Die Entdeckung, dass das Universum nicht statisch ist, sondern vielmehr expandiert, hat tiefe philosophische und religiöse Bedeutung, weil sie nahelegt, dass unser Universum einen Anfang hat. Ein Anfang schließt Schöpfung ein, und Schöpfung rührt Emotionen auf. Während es nach der Entdeckung des expandierenden Universums im Jahr 1929 mehrere Jahrzehnte dauerte, bis die Vorstellung eines Urknalls unabhängige wissenschaftliche Bestätigung erhielt, verkündete Papst Pius XII. bereits 1951, dieser Befund sei ein Beleg für die Schöpfung. Er führte aus:

… es scheint, als sei es der heutigen Wissenschaft mit einem einzigen Streich über die Jahrhunderte zurück gelungen, Zeugnis abzulegen von dem erhabenen Augenblick des ersten Fiat Lux (Es werde Licht), als zusammen mit der Materie aus dem Nichts ein Meer aus Licht und Strahlung hervorbrach und sich aufteilte und sich zu Millionen Galaxien formte. Demnach hat [die Wissenschaft] mit der für wissenschaftliche Beweise charakteristischen Konkretion die Kontingenz des Universums bestätigt und dazu die wohlbegründete Deduktion der Epoche, in der die Welt aus der Hand des Schöpfers hervorging. Daher hat die Schöpfung stattgefunden. Wir sagen: Deshalb gibt es einen Schöpfer. Folglich gibt es Gott!

Dabei ist die komplette Geschichte ein wenig interessanter. Tatsächlich war es ein belgischer Priester und Physiker namens Georges Lemaître, der als Erster einen Big Bang in Erwägung zog. Lemaître verfügte über eine bemerkenswerte Kombination von Fähigkeiten. Er begann seine Studien mit dem Fach Ingenieurswissenschaften, war im Ersten Weltkrieg ein hochdekorierter Artillerist und wandte sich dann der Mathematik zu, während er Anfang der 1920er Jahre für das Priesteramt studierte. Dann befasste er sich mit Kosmologie und studierte zunächst bei dem berühmten britischen Astrophysiker Sir Arthur Stanley Eddington, ehe er nach Harvard ging und schließlich vom Massachusetts Institute of Technology (MIT) einen zweiten Doktortitel in Physik erhielt.

Was verlangt ist:
Bei wem studierte Georges Lemaître laut dem Auszug über das expandierende Universum zunächst Kosmologie? Nenne bitte den Namen.

Rohdaten:
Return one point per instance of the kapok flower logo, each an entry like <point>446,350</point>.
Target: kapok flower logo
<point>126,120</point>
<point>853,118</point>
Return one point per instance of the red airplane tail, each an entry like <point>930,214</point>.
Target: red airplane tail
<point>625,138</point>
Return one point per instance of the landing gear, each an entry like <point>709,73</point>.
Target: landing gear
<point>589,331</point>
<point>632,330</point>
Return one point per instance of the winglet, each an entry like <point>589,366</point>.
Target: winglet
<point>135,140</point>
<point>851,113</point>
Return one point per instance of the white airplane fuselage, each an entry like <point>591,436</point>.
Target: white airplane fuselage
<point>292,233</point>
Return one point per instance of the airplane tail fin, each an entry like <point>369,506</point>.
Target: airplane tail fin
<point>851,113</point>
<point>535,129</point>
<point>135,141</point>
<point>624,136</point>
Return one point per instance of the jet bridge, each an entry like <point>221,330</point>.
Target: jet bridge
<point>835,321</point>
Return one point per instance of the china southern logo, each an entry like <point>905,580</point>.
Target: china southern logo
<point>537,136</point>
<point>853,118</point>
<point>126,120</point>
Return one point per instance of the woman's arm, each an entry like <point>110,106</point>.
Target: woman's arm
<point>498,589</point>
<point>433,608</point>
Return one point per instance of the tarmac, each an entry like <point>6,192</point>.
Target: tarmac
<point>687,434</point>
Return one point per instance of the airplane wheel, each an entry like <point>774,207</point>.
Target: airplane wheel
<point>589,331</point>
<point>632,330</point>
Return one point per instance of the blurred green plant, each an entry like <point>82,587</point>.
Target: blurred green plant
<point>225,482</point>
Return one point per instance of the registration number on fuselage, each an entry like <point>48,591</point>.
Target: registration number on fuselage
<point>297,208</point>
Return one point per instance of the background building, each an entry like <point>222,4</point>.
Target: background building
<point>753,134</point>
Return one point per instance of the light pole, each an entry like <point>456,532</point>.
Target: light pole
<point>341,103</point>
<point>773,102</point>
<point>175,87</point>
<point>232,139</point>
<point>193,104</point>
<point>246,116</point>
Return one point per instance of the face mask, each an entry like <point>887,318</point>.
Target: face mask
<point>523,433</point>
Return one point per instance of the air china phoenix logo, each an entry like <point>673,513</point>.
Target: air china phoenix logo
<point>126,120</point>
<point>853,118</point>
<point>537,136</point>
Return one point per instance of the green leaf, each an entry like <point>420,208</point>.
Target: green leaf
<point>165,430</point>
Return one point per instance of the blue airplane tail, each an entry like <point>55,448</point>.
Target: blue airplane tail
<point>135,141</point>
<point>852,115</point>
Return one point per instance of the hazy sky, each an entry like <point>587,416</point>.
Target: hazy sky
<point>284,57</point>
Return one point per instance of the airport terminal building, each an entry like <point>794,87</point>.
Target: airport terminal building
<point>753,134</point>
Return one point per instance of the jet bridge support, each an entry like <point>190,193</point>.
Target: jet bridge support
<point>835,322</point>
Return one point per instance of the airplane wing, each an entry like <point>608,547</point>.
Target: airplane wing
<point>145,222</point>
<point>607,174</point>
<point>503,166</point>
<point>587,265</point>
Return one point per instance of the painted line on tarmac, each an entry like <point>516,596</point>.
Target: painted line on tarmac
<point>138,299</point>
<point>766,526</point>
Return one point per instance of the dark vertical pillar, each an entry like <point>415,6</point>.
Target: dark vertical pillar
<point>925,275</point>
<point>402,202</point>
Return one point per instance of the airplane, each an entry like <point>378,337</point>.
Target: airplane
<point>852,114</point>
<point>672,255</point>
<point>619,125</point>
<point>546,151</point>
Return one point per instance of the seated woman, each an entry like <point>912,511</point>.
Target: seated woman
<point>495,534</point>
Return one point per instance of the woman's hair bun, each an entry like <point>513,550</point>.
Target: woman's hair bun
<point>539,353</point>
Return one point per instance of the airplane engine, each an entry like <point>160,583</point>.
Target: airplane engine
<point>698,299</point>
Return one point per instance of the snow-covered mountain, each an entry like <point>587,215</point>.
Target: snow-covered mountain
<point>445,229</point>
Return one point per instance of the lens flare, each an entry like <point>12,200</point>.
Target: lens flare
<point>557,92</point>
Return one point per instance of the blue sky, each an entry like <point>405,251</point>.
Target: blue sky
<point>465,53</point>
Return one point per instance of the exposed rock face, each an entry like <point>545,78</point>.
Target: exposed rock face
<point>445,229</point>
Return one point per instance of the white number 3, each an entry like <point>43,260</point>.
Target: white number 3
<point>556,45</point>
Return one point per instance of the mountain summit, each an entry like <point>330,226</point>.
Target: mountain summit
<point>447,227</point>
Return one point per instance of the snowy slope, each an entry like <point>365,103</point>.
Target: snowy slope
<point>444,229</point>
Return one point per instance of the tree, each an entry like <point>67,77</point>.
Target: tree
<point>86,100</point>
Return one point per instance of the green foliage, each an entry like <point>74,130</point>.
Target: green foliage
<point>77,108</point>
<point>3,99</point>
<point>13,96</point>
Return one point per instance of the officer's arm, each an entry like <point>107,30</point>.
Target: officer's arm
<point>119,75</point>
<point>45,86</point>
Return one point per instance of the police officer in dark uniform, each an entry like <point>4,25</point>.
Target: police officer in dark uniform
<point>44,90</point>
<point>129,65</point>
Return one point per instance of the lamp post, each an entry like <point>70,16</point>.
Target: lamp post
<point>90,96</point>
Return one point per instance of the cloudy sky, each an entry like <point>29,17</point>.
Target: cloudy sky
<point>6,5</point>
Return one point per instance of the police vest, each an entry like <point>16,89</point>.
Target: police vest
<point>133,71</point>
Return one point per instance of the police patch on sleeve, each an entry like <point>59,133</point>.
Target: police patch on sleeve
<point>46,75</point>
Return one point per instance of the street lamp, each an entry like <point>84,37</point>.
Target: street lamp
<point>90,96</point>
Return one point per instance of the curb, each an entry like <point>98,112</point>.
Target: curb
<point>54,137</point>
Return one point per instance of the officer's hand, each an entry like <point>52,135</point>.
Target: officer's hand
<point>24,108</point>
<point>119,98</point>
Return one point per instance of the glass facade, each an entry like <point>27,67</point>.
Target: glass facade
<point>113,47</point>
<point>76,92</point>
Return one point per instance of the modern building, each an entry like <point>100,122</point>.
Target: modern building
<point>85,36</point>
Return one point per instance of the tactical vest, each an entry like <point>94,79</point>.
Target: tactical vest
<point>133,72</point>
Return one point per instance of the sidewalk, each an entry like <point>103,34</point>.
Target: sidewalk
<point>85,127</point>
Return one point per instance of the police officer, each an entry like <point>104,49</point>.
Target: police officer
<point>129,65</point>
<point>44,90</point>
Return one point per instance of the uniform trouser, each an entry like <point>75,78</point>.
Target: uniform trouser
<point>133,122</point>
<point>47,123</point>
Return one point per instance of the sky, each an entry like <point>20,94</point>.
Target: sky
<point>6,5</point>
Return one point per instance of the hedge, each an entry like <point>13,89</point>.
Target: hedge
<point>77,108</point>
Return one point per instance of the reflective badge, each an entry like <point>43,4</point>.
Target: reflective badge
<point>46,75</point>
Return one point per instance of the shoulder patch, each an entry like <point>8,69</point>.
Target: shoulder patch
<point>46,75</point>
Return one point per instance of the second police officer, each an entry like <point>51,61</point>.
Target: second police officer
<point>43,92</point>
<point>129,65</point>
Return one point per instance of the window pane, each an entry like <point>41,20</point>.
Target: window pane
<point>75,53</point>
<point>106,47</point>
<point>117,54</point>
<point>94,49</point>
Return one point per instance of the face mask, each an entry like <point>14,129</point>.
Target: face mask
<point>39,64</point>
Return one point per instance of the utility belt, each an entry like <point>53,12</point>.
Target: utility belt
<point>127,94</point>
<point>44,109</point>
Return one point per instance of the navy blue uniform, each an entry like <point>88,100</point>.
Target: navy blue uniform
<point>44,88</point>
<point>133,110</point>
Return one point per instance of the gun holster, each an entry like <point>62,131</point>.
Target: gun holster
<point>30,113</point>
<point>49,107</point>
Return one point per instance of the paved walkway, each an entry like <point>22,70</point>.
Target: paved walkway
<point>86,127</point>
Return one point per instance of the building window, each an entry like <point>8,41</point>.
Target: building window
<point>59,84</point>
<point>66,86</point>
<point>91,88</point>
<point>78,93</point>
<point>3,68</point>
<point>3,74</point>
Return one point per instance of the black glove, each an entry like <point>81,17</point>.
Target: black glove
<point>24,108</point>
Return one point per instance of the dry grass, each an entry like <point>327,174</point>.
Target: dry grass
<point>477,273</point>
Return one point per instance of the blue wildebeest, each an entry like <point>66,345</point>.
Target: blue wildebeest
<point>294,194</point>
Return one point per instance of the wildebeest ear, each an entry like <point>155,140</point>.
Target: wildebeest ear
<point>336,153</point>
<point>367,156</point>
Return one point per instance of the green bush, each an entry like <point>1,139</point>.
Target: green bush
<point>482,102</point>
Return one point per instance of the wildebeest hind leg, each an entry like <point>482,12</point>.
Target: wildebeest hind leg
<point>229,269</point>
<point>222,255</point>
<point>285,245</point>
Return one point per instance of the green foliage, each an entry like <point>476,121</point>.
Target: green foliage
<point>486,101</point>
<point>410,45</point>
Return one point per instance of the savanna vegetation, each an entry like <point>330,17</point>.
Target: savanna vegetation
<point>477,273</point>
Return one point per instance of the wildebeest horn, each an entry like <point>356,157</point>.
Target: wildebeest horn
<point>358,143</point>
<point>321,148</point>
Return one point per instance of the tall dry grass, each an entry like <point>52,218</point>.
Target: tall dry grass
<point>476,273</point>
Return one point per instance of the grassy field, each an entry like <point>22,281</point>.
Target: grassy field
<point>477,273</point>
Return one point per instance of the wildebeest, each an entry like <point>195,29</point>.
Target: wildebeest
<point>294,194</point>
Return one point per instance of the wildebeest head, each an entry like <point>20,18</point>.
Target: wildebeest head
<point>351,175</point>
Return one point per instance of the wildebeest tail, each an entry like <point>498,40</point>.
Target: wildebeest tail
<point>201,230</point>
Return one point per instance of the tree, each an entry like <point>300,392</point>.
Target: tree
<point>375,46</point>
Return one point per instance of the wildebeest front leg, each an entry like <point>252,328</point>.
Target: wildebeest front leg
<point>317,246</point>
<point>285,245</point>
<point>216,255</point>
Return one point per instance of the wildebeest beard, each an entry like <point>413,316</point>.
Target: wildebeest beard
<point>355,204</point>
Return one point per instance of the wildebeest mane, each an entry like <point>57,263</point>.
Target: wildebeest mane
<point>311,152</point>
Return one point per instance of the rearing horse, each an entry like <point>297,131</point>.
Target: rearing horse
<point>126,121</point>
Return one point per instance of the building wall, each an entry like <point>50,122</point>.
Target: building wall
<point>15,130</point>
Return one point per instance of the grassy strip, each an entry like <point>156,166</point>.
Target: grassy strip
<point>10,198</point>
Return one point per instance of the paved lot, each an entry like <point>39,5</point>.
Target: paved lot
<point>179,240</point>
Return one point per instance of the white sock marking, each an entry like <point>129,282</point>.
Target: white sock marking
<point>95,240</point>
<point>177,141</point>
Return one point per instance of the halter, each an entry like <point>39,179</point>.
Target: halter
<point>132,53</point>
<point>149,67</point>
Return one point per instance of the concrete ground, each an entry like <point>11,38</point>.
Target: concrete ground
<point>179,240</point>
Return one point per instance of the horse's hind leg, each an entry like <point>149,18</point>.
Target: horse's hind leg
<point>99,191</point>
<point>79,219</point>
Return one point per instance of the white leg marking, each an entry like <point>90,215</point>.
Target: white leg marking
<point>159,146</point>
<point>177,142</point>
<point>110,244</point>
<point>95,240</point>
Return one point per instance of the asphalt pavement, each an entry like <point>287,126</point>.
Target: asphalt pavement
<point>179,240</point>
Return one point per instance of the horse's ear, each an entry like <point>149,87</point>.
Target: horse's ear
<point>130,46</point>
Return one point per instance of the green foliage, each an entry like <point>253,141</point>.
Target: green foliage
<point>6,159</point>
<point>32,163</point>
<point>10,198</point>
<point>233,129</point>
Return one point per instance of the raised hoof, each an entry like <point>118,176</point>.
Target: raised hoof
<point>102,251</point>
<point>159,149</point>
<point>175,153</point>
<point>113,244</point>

Antwort zur Übung:
Bei dem britischen Astrophysiker Sir Arthur Stanley Eddington.